— start of Given records —

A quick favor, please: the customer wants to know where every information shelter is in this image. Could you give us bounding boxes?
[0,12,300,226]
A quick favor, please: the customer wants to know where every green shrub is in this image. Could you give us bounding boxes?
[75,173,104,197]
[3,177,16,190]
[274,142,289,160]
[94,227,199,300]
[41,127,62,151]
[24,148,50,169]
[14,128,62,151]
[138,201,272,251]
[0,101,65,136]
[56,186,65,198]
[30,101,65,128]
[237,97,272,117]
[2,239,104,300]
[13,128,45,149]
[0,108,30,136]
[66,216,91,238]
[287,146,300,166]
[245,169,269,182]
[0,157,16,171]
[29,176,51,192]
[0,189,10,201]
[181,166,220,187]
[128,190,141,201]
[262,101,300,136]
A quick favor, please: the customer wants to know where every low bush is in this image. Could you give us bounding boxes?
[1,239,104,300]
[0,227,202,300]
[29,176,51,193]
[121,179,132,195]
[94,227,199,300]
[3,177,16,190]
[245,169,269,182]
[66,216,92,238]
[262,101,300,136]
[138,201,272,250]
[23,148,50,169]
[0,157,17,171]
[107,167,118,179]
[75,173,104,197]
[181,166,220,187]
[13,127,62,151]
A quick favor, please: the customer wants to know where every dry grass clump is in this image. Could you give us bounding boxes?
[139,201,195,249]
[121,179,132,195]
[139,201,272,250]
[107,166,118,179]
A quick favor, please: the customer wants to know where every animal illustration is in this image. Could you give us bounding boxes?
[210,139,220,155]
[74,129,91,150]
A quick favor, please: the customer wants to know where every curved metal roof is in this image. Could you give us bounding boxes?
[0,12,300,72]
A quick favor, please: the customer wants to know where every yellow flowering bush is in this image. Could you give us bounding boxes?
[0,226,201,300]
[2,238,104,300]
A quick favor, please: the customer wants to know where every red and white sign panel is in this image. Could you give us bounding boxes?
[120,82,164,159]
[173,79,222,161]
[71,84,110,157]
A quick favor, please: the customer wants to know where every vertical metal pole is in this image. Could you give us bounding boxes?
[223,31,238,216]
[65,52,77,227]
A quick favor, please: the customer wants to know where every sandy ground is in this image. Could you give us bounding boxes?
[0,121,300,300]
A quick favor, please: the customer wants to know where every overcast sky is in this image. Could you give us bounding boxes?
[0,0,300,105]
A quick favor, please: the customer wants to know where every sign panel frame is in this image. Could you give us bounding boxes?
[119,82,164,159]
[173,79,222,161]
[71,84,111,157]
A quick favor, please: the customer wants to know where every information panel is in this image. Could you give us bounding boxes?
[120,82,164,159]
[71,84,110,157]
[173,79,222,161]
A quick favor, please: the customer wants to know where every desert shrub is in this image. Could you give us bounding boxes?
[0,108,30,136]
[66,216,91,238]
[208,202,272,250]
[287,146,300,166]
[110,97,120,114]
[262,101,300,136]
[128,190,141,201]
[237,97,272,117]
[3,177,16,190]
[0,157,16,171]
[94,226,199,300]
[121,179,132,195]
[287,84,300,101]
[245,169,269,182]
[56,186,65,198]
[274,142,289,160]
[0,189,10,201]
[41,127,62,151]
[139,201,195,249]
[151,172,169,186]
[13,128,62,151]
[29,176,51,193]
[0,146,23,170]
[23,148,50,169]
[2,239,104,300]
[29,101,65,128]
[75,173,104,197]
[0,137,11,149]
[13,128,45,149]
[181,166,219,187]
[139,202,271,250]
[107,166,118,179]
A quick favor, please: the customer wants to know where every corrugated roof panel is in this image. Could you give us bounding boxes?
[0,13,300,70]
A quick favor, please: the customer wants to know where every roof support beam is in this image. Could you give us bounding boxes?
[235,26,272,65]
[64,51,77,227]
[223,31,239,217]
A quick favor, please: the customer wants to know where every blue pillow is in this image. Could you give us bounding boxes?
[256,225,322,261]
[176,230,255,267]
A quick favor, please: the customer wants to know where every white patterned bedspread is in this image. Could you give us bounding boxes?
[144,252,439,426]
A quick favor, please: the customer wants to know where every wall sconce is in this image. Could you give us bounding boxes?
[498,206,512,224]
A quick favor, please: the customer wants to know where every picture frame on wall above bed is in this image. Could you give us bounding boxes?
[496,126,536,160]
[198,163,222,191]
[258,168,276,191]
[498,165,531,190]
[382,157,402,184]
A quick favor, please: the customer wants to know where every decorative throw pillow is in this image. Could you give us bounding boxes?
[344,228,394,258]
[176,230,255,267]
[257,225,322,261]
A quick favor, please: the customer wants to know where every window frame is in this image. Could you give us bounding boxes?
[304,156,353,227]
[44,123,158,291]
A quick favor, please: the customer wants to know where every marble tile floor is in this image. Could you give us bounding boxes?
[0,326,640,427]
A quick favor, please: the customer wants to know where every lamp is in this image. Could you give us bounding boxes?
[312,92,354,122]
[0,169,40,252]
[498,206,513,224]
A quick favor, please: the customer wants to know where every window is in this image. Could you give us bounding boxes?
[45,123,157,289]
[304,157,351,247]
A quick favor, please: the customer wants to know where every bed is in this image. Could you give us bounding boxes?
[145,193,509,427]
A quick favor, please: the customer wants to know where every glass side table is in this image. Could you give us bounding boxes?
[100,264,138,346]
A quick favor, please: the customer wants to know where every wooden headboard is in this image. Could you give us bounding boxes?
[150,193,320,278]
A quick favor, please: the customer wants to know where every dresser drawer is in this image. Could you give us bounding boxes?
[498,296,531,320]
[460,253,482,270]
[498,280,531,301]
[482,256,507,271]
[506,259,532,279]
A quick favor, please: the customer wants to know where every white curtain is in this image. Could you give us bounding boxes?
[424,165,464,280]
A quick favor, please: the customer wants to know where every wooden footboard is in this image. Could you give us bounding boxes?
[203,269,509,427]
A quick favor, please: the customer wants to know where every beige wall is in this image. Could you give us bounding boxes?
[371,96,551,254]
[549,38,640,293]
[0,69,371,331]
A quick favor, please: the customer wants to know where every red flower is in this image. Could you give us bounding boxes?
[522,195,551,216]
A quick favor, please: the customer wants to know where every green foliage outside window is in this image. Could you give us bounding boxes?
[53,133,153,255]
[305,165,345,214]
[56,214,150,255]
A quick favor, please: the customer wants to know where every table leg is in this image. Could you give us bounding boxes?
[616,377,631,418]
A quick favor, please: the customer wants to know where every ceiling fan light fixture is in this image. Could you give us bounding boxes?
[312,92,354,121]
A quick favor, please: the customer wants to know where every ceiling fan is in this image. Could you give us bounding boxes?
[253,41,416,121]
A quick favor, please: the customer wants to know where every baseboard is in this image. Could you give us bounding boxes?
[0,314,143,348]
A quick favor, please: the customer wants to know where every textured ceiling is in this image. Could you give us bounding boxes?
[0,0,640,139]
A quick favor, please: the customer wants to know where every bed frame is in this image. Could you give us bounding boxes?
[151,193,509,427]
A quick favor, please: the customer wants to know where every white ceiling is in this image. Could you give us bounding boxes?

— end of Given records —

- **Work to do**: Rewrite all of the material above as a numbered list, leaving out any blank lines.

- **Solution for this task**:
1. A quick favor, please: the customer wants to know where every information shelter is in this image. Could you give us bounding boxes?
2. [0,12,300,226]
3. A quick favor, please: the customer wants to know where every green shrub is in this image. Could you give us bounding boxes?
4. [75,173,104,197]
5. [3,177,16,190]
6. [274,142,289,160]
7. [94,227,199,300]
8. [41,127,62,151]
9. [24,148,50,169]
10. [14,128,62,151]
11. [138,201,272,251]
12. [0,101,65,136]
13. [56,186,65,198]
14. [30,101,65,128]
15. [237,97,272,117]
16. [2,239,104,300]
17. [13,128,45,149]
18. [0,108,30,136]
19. [66,216,91,238]
20. [287,146,300,166]
21. [245,169,269,182]
22. [0,157,16,171]
23. [29,176,51,192]
24. [0,189,10,201]
25. [181,166,220,187]
26. [128,190,141,201]
27. [262,101,300,136]
28. A quick favor, please: the customer wants to know where every low bush is in this image. Could you give us bounding boxes?
29. [1,239,104,300]
30. [0,227,202,300]
31. [29,176,51,193]
32. [121,179,132,195]
33. [94,227,199,300]
34. [3,177,16,190]
35. [245,169,269,182]
36. [66,216,92,238]
37. [262,101,300,136]
38. [138,201,272,250]
39. [23,148,50,169]
40. [0,157,17,171]
41. [107,167,118,179]
42. [75,173,104,197]
43. [181,166,220,187]
44. [13,127,62,151]
45. A quick favor, please: the customer wants to know where every dry grass clump is in this image. Could you give us bounding boxes?
46. [139,201,195,249]
47. [121,179,132,195]
48. [139,201,272,250]
49. [107,166,118,179]
50. A quick favor, please: the customer wants to know where every animal illustration is in this image. Could you give us bounding boxes?
51. [210,139,220,155]
52. [74,129,91,150]
53. A quick favor, please: the customer wants to know where every curved metal roof is in this image. Could you give us bounding boxes?
54. [0,12,300,72]
55. A quick favor, please: the customer wants to know where every yellow flowering bush is in this image. Could you give us bounding boxes?
56. [0,226,201,300]
57. [2,238,104,300]
58. A quick favor, please: the customer wants to know where every red and white sign panel is in this image. Could you give us bounding boxes?
59. [120,82,164,159]
60. [173,79,222,161]
61. [71,84,110,157]
62. A quick favor, please: the customer wants to know where every vertical metal pole is in this image. Could you give us bounding boxes?
63. [223,31,238,216]
64. [65,52,77,227]
65. A quick favor, please: the customer wants to know where every sandy ground is in this image. Could you give us bounding boxes?
66. [0,121,300,300]
67. A quick favor, please: the customer wants to know where every overcast sky is in this image. Could you give us bounding boxes?
68. [0,0,300,105]
69. A quick favor, please: the customer wants to know where every sign panel frame is in this image. Could you give us bounding boxes?
70. [119,82,164,159]
71. [173,79,222,161]
72. [71,84,111,157]
73. A quick favor, please: the customer wants to know where every information panel is in this image. Could you give us bounding boxes?
74. [120,82,164,159]
75. [71,84,110,157]
76. [173,79,222,161]
77. A quick favor, please: the customer wants to know where every desert shrub is in this image. Could you give us bounding boxes?
78. [0,108,30,136]
79. [66,216,91,238]
80. [208,202,272,250]
81. [287,146,300,166]
82. [110,97,120,114]
83. [262,101,300,136]
84. [128,190,141,201]
85. [237,97,272,117]
86. [3,177,16,190]
87. [0,157,16,171]
88. [94,226,199,300]
89. [121,179,132,195]
90. [287,84,300,101]
91. [245,169,269,182]
92. [56,186,65,198]
93. [274,142,289,160]
94. [0,189,10,201]
95. [41,127,62,151]
96. [139,201,195,249]
97. [151,172,169,186]
98. [13,128,62,151]
99. [29,176,51,193]
100. [0,146,23,170]
101. [23,148,50,169]
102. [2,239,104,300]
103. [29,101,65,128]
104. [75,173,104,197]
105. [0,137,11,149]
106. [13,128,45,149]
107. [181,166,219,187]
108. [139,202,271,250]
109. [107,166,118,179]
110. A quick favor, please: the customer wants to know where every corrugated roof panel is in this image. Could you give us bounding boxes?
111. [0,13,300,70]
112. A quick favor, please: the customer wants to know where every roof support beam is in this image. Could you give us bounding boxes?
113. [235,26,272,65]
114. [64,51,77,227]
115. [223,31,239,217]
116. A quick favor, please: the customer wants to know where every blue pillow is in this image. Could you give us bounding boxes?
117. [256,225,322,261]
118. [176,230,255,267]
119. A quick favor, please: the customer wants to know where every white patterned bedspread is in this image. Could you give us bounding boxes?
120. [144,252,439,426]
121. A quick favor, please: the customer wants to know where every wall sconce is in this image. Could you give us bounding boxes?
122. [498,206,512,224]
123. A quick favor, please: the customer wants to know where every picture frame on wall above bed is in this image. Could you give us bounding boxes?
124. [496,126,536,160]
125. [198,163,222,191]
126. [258,168,276,191]
127. [498,165,531,190]
128. [382,157,402,184]
129. A quick favor, please: the customer wants to know where every decorative throw pillow is in this image. Could you give us bounding boxes?
130. [344,228,394,258]
131. [176,230,255,267]
132. [257,225,322,261]
133. A quick favor, please: the customer wants to know where every window frame is in this image. Could you give us bounding boxes?
134. [304,156,353,227]
135. [44,123,158,291]
136. A quick favor, please: the customer wants to know where every marble tile floor is in this image. Could you give us bounding boxes?
137. [0,326,640,427]
138. A quick favor, please: the customer wants to know where every lamp is in this image. Could you give us bounding boxes?
139. [312,92,354,122]
140. [0,169,40,252]
141. [498,206,513,224]
142. A quick favor, please: the customer wants to know where every window is in this image. Could you give us bounding boxes?
143. [45,123,157,289]
144. [304,157,351,247]
145. A quick favor, please: the customer wants to know where every bed is in this image. Could you give us bounding boxes?
146. [145,193,509,427]
147. A quick favor, please: the customer wants to know where every glass side table is in this image. Could you give us bounding boxes?
148. [100,264,138,346]
149. A quick favor, please: the customer wants to know where every wooden headboard is in this image. Could you give us bounding boxes?
150. [150,193,320,278]
151. A quick favor, please: the customer wants to know where every dresser drawer is in this image. Could you give us bounding boxes?
152. [498,296,531,320]
153. [460,253,482,270]
154. [498,280,531,301]
155. [482,256,507,271]
156. [506,259,532,279]
157. A quick favor, please: the customer wants to know where every white curtain is in this image. Could you give us bounding boxes?
158. [424,165,464,280]
159. A quick favor, please: the customer wants to know where every wooden footboard is in this image. Could you give us bounding boxes?
160. [203,269,509,427]
161. A quick favor, please: the customer wants to know where every beige wall is in this image. Could you give us bounding boxes?
162. [371,96,551,254]
163. [549,38,640,293]
164. [0,69,371,331]
165. A quick favor, please: the customer wants to know where every red flower is in this image. Could you give us bounding boxes?
166. [522,195,551,216]
167. A quick favor, please: the customer wants to know where every green foliage outside window is in this image. Could you give us bounding boxes?
168. [53,133,153,255]
169. [305,165,345,214]
170. [56,214,150,255]
171. A quick favor, please: the customer wants to know where every table leg is in this image. Could you give us bounding boxes?
172. [616,377,631,418]
173. A quick favor, please: the customer wants to know where every ceiling fan light fixture is in this image. Could you give us bounding boxes?
174. [312,92,354,121]
175. A quick favor, please: the customer wants to know where every ceiling fan is in this image. Could you give us bounding boxes?
176. [253,41,416,121]
177. A quick favor, please: the customer wants to know where every baseboard is in this image. Could you give us bounding boxes?
178. [0,314,143,348]
179. A quick favor, please: the customer wants to know where every textured ceiling is in this image. Could you give us bounding boxes?
180. [0,0,640,139]
181. A quick favor, please: the customer wants to know where every bed frame is in this image. Could you give us bounding boxes?
182. [151,193,509,427]
183. A quick favor, please: the customer wants to know where every white ceiling is in this image. Could you give us bounding boxes?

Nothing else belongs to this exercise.